## The problem
Each record that follows should be repeated exactly, minus any images.

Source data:
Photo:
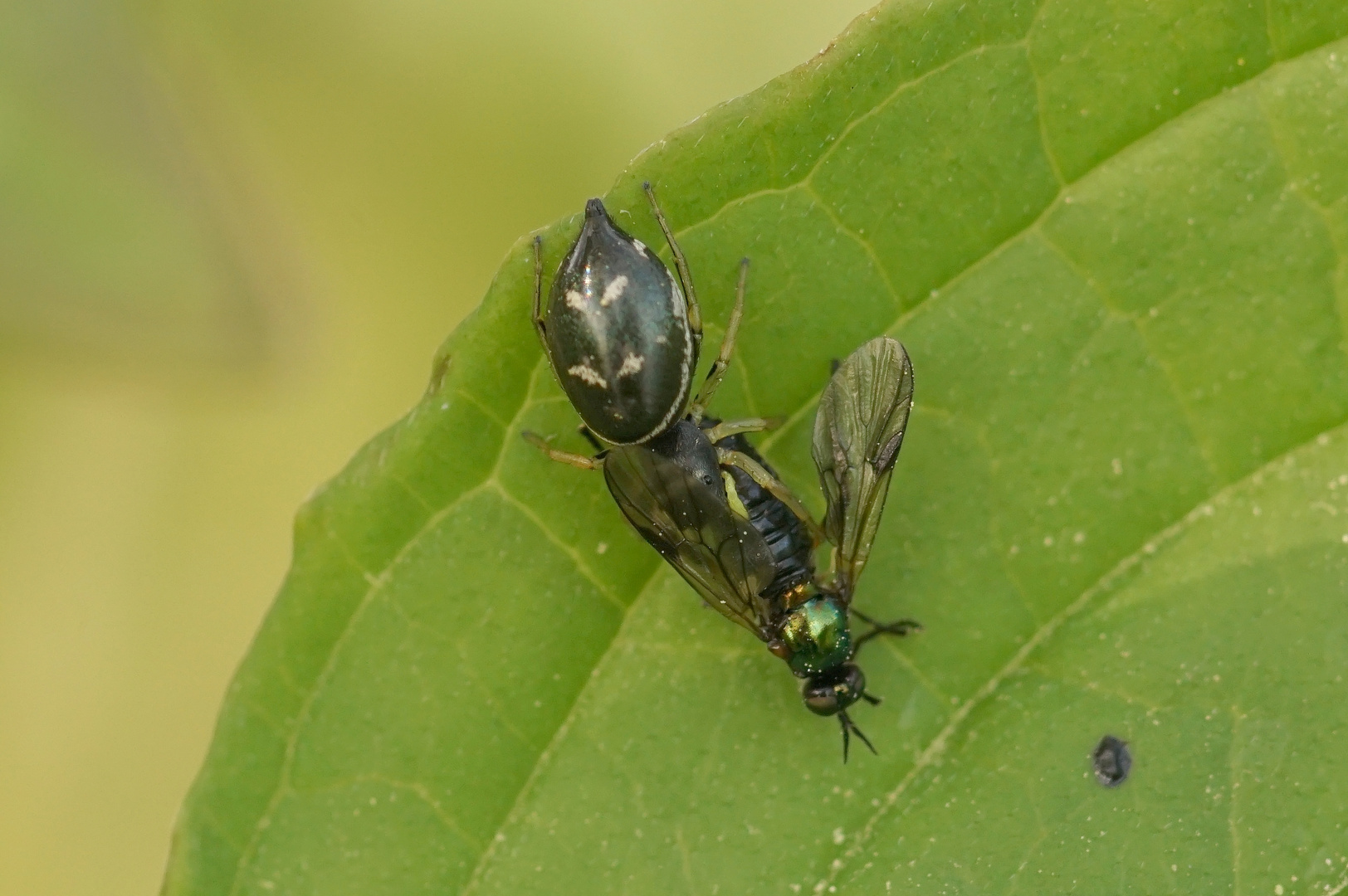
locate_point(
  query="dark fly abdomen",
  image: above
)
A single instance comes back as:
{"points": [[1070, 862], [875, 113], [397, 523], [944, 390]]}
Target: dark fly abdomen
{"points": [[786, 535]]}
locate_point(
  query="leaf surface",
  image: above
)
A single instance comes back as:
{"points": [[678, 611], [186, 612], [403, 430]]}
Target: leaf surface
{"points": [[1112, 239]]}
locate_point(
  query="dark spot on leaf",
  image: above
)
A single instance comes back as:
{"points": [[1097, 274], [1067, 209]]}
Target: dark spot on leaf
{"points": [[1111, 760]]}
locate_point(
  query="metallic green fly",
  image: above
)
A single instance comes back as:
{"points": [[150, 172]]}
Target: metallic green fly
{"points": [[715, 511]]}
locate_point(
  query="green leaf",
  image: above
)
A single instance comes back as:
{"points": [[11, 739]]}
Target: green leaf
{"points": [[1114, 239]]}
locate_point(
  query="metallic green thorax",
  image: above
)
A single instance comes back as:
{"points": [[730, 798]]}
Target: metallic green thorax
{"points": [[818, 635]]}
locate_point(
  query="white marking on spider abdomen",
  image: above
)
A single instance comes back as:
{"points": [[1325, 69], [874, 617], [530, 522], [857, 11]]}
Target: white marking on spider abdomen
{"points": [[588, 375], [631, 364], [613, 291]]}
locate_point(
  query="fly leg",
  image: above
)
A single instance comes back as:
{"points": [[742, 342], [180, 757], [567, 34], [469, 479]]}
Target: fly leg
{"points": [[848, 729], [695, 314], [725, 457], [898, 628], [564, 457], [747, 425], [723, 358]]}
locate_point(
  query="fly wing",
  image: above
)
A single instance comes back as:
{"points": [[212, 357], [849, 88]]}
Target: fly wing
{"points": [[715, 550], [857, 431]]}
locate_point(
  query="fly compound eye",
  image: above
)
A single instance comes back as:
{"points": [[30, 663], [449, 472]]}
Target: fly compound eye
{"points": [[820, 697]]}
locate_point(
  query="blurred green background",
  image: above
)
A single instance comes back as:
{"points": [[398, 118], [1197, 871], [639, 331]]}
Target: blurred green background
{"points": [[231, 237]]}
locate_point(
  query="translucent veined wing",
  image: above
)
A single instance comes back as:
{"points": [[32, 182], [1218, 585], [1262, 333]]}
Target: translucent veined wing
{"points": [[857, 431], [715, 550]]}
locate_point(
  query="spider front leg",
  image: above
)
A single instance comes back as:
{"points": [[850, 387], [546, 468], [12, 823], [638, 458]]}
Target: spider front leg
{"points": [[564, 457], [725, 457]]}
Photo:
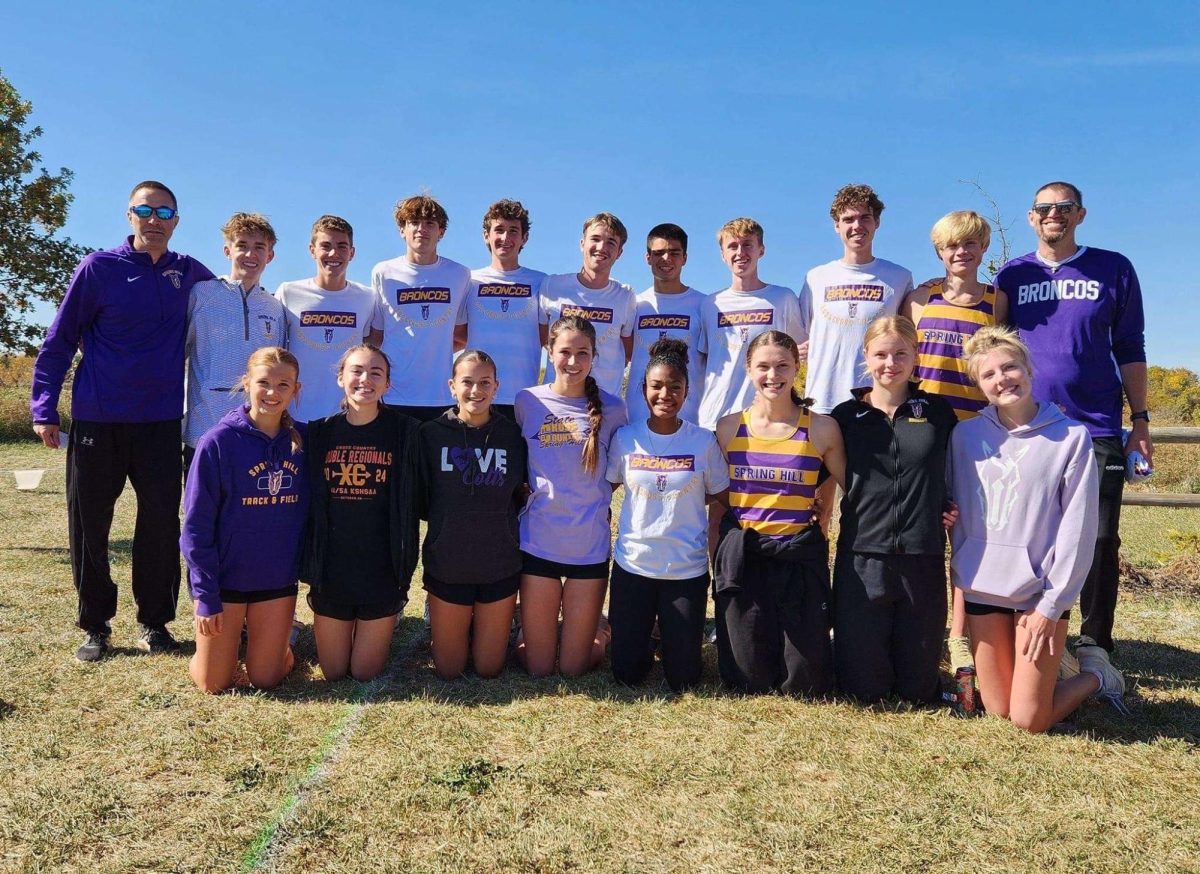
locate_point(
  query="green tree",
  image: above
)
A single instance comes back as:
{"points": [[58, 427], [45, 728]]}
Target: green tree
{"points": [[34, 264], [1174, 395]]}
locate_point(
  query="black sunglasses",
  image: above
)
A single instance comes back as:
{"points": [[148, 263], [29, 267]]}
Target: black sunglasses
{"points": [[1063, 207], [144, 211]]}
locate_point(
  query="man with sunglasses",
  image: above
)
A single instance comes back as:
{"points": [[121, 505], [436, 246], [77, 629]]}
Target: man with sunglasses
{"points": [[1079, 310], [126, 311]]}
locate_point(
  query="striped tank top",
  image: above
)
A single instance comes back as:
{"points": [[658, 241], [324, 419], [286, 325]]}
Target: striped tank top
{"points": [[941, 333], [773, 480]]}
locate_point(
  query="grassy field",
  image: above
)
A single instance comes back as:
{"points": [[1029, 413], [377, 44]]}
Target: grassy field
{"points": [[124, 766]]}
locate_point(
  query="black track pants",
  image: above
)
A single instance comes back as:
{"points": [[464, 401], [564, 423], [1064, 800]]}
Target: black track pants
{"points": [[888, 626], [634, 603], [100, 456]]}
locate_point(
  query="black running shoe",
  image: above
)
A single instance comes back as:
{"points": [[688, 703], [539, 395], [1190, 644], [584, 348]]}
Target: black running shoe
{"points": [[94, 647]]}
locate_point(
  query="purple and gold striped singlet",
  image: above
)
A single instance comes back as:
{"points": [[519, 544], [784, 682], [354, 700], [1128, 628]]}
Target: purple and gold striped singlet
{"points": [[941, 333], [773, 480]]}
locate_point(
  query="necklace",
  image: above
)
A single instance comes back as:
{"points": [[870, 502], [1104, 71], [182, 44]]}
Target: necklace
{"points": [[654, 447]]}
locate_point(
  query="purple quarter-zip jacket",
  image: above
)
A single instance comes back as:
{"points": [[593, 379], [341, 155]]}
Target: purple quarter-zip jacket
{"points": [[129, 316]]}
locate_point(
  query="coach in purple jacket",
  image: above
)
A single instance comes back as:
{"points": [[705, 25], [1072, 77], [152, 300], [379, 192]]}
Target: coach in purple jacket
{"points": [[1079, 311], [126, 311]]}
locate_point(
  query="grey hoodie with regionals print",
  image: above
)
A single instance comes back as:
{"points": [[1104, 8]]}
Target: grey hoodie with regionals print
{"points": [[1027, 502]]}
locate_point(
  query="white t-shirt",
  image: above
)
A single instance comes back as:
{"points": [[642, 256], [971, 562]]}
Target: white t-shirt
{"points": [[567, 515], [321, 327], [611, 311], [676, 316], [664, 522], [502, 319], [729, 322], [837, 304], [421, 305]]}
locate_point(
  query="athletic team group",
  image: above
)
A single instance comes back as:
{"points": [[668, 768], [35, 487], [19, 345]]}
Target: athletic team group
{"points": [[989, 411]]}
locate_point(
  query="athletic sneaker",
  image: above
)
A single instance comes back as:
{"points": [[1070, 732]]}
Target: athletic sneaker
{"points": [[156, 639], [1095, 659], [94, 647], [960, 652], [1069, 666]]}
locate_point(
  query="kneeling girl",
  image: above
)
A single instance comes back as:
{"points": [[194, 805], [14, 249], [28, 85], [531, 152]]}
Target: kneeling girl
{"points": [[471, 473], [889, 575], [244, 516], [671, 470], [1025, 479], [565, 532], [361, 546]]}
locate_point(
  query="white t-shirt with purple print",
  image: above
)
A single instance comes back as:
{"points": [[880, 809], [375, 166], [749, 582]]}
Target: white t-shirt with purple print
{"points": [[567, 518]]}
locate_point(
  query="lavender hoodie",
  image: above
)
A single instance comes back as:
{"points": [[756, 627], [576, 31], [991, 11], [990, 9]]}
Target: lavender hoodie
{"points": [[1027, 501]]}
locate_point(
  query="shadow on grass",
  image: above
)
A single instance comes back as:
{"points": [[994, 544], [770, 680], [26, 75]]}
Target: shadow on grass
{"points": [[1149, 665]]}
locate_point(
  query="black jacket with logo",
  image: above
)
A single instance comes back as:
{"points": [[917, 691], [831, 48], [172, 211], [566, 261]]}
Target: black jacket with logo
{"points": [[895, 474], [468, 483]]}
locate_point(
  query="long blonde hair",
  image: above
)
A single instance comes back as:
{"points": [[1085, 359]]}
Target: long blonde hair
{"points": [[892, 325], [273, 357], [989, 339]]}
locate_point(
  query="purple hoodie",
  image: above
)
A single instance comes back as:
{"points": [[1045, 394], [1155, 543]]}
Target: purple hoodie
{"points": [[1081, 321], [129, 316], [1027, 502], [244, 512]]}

## Final result
Photo:
locate_point(
  query="dark fly abdomen",
  image: above
)
A single instance comes back as:
{"points": [[1070, 862], [875, 113], [397, 523], [944, 390]]}
Target: dark fly abdomen
{"points": [[786, 535]]}
locate_point(
  query="leaf surface",
  image: above
)
A single instance comes back as:
{"points": [[678, 611], [186, 612], [403, 430]]}
Target: leaf surface
{"points": [[1112, 239]]}
locate_point(
  query="dark spot on leaf",
  image: above
)
A single instance comes back as:
{"points": [[1097, 274], [1067, 209]]}
Target: dark spot on leaf
{"points": [[1111, 760]]}
locate_point(
  query="metallic green fly",
  image: above
)
A single instance comes back as:
{"points": [[150, 172]]}
Target: metallic green fly
{"points": [[715, 511]]}
locate_point(
  query="green leaf",
  image: above
)
A single instance comes back as:
{"points": [[11, 739]]}
Target: green leaf
{"points": [[1114, 239]]}
locate_point(
  query="metallic green thorax",
  image: above
)
A single instance comes back as:
{"points": [[730, 798]]}
Target: metallic green thorax
{"points": [[818, 635]]}
locate_point(
  query="white marking on spider abdomen",
  image: above
)
A single instance comes back as:
{"points": [[1325, 69], [874, 617], [530, 522], [857, 11]]}
Target: white marking on spider abdomen
{"points": [[588, 375], [631, 364], [613, 291]]}
locate_point(
  query="fly leg",
  image: above
)
A single instance comes back as:
{"points": [[742, 342], [180, 757], [567, 34], [469, 479]]}
Target: fly leg
{"points": [[848, 729], [695, 314], [725, 457], [898, 628], [564, 457], [747, 425], [723, 358]]}
locate_point(
  query="fly wing",
  image: above
)
A single instance comes back as:
{"points": [[212, 357], [849, 88]]}
Target: fly wing
{"points": [[715, 550], [857, 431]]}
locate_point(
  query="fly compound eye",
  image: above
)
A single instance comes back as:
{"points": [[30, 663], [449, 472]]}
Target: fly compound eye
{"points": [[820, 697]]}
locate_point(
  query="blurred green background",
  image: above
)
A single instance comes back as:
{"points": [[398, 118], [1197, 871], [639, 331]]}
Target: blurred green background
{"points": [[231, 237]]}
locate_point(
  query="translucent veined wing",
  image: above
)
A single instance comes back as:
{"points": [[32, 182], [1218, 585], [1262, 333]]}
Target: translucent veined wing
{"points": [[857, 431], [715, 550]]}
locate_point(
  query="spider front leg",
  image: above
)
A single instance comes back as:
{"points": [[850, 387], [546, 468], [12, 823], [638, 458]]}
Target: spider front leg
{"points": [[564, 457], [725, 457]]}
Photo:
locate_point(
  query="green tree",
  image: above
)
A single instance comes back as:
{"points": [[58, 427], [45, 728]]}
Target: green tree
{"points": [[34, 264], [1174, 395]]}
locate_point(
  query="black sunglasses",
  image: above
)
A single instance comes back as:
{"points": [[148, 263], [29, 267]]}
Target: black sunglasses
{"points": [[1063, 207], [144, 211]]}
locate_point(
  query="man with sunglasses",
  image: above
)
A single instance comes back as:
{"points": [[121, 505], [436, 246], [77, 629]]}
Target: man with sunglasses
{"points": [[1079, 310], [126, 311]]}
locate_point(
  query="striped tank top",
  image: above
)
A single instance comes back as:
{"points": [[658, 241], [324, 419], [286, 325]]}
Target: striped tank top
{"points": [[941, 333], [773, 480]]}
locate_point(
  query="grassy field",
  image: above
)
A single instance comes back as:
{"points": [[1029, 413], [377, 44]]}
Target: grassy field
{"points": [[124, 766]]}
locate_point(
  query="black track pants",
  image: above
)
A single instance comes back as:
{"points": [[464, 401], [564, 423], [1064, 800]]}
Target: black track pants
{"points": [[888, 626], [634, 603], [100, 456]]}
locate_point(
  query="black running shoe",
  image: above
)
A single instance comes back as:
{"points": [[688, 703], [539, 395], [1190, 644], [584, 348]]}
Target: black running shoe
{"points": [[94, 647]]}
locate_point(
  query="purple and gold striped singlet",
  image: above
)
A single instance comes back as:
{"points": [[519, 544], [784, 682], [354, 700], [1128, 628]]}
Target: purple and gold striped singlet
{"points": [[941, 333], [773, 480]]}
locate_point(
  query="necklace",
  image: above
)
A single instance comes back as:
{"points": [[870, 502], [1104, 71], [182, 44]]}
Target: necklace
{"points": [[654, 447]]}
locate_point(
  query="purple quarter-zip jacket",
  image: above
)
A single instance comes back as:
{"points": [[593, 379], [341, 155]]}
Target: purple quarter-zip jacket
{"points": [[129, 316]]}
locate_point(
  query="coach in purple jacket",
  image: above
)
A single instance comes back as:
{"points": [[705, 25], [1072, 77], [152, 300], [379, 192]]}
Target: coach in purple jacket
{"points": [[1079, 311], [126, 311]]}
locate_point(
  query="grey hoodie with regionals print",
  image: above
)
A single instance comes back as:
{"points": [[1104, 8]]}
Target: grey hoodie with regionals print
{"points": [[1027, 502]]}
locate_point(
  query="white t-shirt",
  image: above
)
A single instance comes back as:
{"points": [[642, 256], [971, 562]]}
Target: white t-shirt
{"points": [[567, 515], [321, 327], [611, 311], [676, 316], [664, 522], [502, 319], [729, 322], [837, 304], [421, 305]]}
locate_point(
  query="athletic team group",
  image: above
)
A single instance comes back as:
{"points": [[668, 768], [35, 487], [19, 345]]}
Target: athletic team group
{"points": [[989, 411]]}
locate_point(
  query="athletic sneaker",
  image: above
)
A single instance comes back as:
{"points": [[1070, 732]]}
Target: athletic sneaker
{"points": [[156, 639], [1095, 659], [94, 647], [960, 652], [1069, 666]]}
locate_point(
  query="kneeling girl",
  image: above
)
A single instance comes back as:
{"points": [[194, 805], [14, 249], [28, 85], [531, 152]]}
Target: kneeling girl
{"points": [[471, 473], [889, 575], [244, 516], [671, 470], [1025, 479], [565, 532], [361, 546]]}
locate_point(
  query="white t-shirt with purple print",
  image: above
)
A single instance comes back as:
{"points": [[880, 809], [375, 166], [749, 582]]}
Target: white t-shirt with purple print
{"points": [[567, 518]]}
locate_point(
  query="lavender hoodie",
  image: above
)
A single instance comes back as:
{"points": [[756, 627], [576, 31], [991, 11], [990, 9]]}
Target: lavender hoodie
{"points": [[1027, 501]]}
locate_point(
  query="shadow on grass",
  image: above
)
A single instance comes back as:
{"points": [[994, 544], [770, 680], [26, 75]]}
Target: shadow on grass
{"points": [[1149, 665]]}
locate_point(
  query="black jacket with logo",
  image: above
)
A single instance comes back as:
{"points": [[917, 691], [831, 48], [172, 211], [566, 261]]}
Target: black jacket with logo
{"points": [[895, 474], [468, 483]]}
locate_point(
  query="long blonde hair",
  image: above
)
A single instance comes back as:
{"points": [[1085, 359]]}
Target: long blonde hair
{"points": [[892, 325], [273, 357], [989, 339]]}
locate_point(
  query="purple hoodie",
  image: above
)
A single instance comes back as:
{"points": [[1045, 394], [1155, 543]]}
Target: purple hoodie
{"points": [[1081, 321], [129, 316], [1027, 502], [244, 512]]}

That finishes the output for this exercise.